------ Text shown ------

Case Studies

Mosque security

by Mark Rowe

A mosque in the UK could face a terror attack like Christchurch; so Home Office minister Ben Wallace admitted in debate in the House of Commons after the March 15 act of terrorism against two mosques in the New Zealand city. The threat is the same against any mosque and indeed any place of worship; but in terms of protective security mosques are not identical, writes Mark Rowe.

I have in mind a mosque on a terraced street in my town. I have never been in and seldom pass it; except it happens to have once been a Victorian-era, red-brick school that my mother went to. That was the experience for many Commonwealth immigrants to many northern English towns; unable to afford a purpose-built place of worship, they took on existing buildings. Those sites were no more built to face 21st century terrorism than they were built for cars. In security terms, typically they have little or no space from the pavement, giving the place of worship little or no room or time to fit layers of security to delay an attacker, whether a thief or terrorist.

------ Given data ------

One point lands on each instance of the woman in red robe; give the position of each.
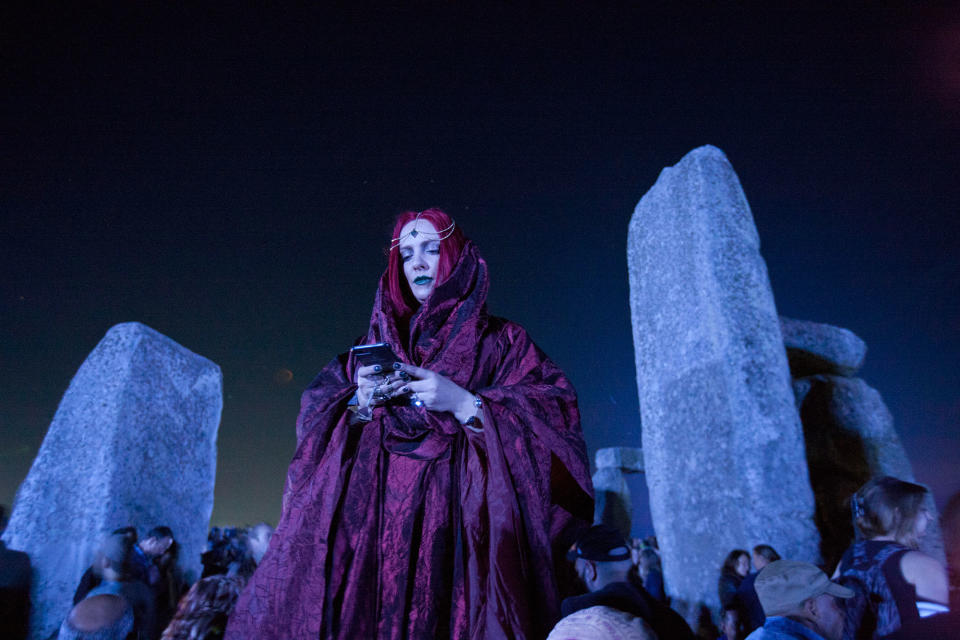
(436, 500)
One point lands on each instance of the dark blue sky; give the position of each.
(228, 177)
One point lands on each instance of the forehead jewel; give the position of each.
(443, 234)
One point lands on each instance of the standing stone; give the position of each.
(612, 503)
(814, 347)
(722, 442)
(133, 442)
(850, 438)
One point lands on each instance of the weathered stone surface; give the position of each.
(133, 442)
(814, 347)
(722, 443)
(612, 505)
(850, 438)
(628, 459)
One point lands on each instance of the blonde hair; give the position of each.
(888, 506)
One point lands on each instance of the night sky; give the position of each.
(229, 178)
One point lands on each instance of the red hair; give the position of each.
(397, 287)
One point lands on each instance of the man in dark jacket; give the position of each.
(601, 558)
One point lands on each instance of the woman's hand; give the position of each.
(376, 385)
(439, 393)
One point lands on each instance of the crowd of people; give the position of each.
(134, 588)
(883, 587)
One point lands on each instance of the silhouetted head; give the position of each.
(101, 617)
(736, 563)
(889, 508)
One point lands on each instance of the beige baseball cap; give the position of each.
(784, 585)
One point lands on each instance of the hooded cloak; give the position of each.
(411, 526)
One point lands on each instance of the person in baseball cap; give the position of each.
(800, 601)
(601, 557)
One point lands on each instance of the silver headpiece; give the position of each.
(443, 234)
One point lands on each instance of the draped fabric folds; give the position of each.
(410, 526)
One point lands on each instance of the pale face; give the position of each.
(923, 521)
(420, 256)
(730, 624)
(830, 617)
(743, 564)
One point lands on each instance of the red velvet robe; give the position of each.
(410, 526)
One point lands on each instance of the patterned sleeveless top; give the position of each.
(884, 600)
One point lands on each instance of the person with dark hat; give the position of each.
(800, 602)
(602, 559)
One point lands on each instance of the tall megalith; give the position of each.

------
------ Given data ------

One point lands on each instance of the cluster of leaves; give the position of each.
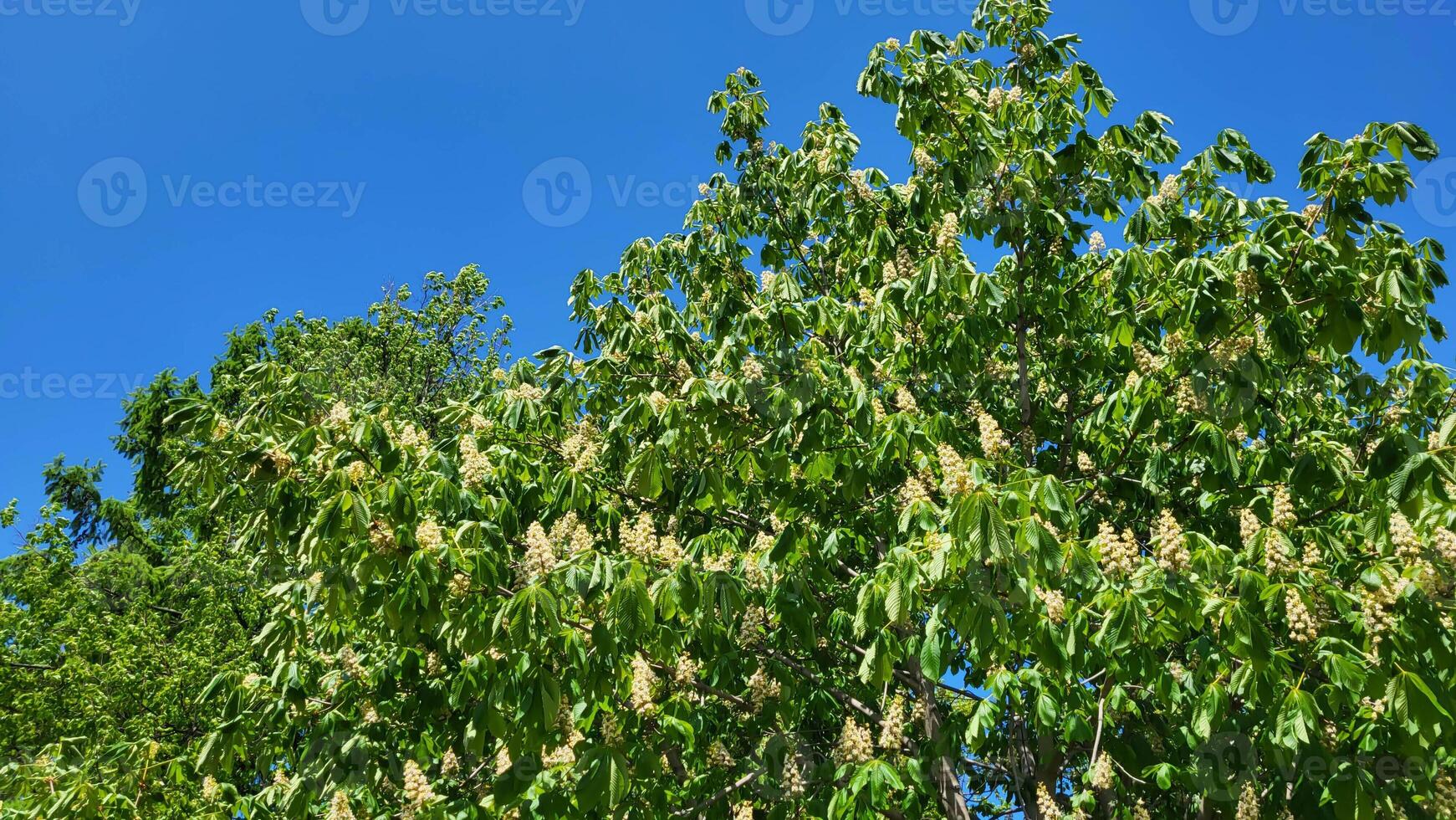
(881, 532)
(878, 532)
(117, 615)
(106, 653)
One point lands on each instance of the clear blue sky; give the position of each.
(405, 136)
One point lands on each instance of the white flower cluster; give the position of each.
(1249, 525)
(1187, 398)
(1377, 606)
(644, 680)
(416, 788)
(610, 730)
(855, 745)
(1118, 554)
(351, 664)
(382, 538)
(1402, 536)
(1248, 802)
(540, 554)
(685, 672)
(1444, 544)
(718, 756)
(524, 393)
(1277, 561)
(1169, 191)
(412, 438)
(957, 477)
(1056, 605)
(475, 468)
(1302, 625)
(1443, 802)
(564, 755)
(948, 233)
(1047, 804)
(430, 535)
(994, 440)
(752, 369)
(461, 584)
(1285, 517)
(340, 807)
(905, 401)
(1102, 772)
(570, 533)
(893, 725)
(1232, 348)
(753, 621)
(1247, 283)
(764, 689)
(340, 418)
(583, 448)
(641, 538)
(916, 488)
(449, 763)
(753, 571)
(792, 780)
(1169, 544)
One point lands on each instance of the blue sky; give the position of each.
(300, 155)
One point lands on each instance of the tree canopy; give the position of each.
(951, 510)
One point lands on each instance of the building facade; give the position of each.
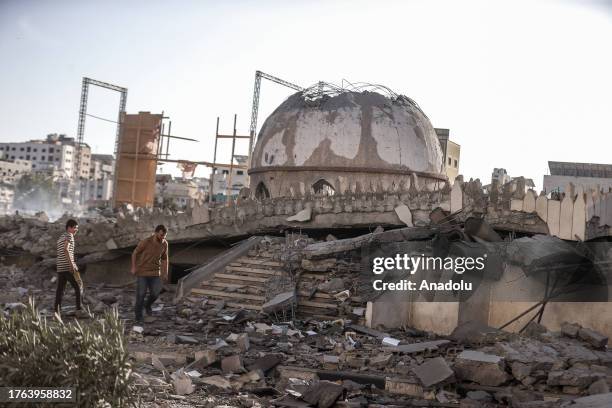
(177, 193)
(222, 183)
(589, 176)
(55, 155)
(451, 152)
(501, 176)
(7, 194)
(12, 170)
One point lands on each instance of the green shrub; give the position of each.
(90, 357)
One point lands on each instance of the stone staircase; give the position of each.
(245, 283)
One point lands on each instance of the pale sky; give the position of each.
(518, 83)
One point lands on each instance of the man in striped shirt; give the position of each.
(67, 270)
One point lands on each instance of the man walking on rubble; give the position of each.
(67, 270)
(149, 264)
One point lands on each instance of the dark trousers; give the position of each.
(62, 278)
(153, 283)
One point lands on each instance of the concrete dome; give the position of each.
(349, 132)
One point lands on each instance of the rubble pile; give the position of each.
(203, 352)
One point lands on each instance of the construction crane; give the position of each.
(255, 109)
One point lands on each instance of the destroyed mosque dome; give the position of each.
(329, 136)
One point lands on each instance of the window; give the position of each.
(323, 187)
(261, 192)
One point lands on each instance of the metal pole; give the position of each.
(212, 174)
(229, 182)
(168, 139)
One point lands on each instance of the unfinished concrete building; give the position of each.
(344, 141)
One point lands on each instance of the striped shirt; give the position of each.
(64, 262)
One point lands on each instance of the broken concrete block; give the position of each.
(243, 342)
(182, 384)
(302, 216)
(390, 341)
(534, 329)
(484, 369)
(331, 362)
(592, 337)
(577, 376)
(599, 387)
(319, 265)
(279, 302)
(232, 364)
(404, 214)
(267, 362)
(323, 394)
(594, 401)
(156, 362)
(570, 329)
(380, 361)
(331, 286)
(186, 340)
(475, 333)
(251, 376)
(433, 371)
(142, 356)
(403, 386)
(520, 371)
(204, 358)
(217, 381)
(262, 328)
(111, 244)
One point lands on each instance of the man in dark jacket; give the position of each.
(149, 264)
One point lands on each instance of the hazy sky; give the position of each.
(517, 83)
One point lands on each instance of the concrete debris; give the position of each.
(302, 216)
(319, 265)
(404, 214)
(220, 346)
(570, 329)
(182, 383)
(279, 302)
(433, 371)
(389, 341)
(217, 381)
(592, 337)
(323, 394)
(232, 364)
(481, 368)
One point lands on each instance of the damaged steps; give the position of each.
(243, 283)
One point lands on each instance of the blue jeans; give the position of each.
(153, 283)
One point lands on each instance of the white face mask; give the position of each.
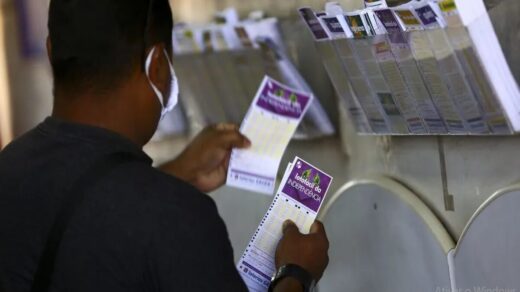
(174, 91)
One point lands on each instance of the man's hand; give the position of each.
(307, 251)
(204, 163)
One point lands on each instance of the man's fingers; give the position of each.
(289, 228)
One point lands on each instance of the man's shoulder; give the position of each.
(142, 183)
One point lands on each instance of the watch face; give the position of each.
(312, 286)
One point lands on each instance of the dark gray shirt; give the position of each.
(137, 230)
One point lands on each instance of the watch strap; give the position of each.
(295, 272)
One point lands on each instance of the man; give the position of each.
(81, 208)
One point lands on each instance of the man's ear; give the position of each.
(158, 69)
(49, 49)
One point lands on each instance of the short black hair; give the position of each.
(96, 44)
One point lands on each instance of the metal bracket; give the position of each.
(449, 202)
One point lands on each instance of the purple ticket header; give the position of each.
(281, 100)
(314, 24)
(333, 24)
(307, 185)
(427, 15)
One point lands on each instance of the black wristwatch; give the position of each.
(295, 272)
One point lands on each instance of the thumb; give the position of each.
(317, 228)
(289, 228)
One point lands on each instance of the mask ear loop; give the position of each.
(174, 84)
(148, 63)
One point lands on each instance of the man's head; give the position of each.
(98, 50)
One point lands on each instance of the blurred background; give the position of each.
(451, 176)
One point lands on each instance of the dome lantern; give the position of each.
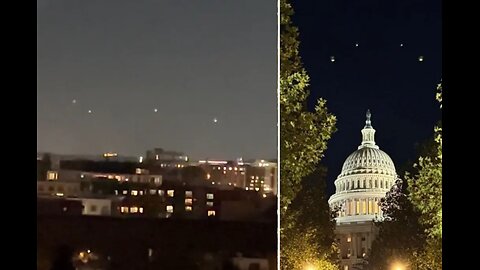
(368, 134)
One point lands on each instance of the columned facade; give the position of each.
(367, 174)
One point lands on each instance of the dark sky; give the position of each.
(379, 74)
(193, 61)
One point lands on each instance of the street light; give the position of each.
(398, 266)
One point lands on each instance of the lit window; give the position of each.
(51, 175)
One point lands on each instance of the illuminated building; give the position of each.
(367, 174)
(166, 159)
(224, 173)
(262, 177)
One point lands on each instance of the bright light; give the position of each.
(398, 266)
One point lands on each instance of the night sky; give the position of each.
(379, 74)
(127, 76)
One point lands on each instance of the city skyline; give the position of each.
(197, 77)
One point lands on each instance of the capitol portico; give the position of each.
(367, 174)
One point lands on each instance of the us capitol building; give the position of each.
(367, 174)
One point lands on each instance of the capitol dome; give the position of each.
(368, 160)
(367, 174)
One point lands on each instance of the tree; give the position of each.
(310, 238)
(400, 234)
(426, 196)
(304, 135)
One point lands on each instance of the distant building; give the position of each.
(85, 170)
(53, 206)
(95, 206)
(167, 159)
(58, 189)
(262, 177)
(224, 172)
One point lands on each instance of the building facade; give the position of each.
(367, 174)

------

**Exercise 1**
In the mosque security article, reproduce word for word the passage from "Mosque security" to "writes Mark Rowe.".
**Exercise 2**
According to the mosque security article, what was the building of the mosque on the terraced street before it became a mosque?

**Written answer 1**
Mosque security

by Mark Rowe

A mosque in the UK could face a terror attack like Christchurch; so Home Office minister Ben Wallace admitted in debate in the House of Commons after the March 15 act of terrorism against two mosques in the New Zealand city. The threat is the same against any mosque and indeed any place of worship; but in terms of protective security mosques are not identical, writes Mark Rowe.

**Written answer 2**
A Victorian-era, red-brick school.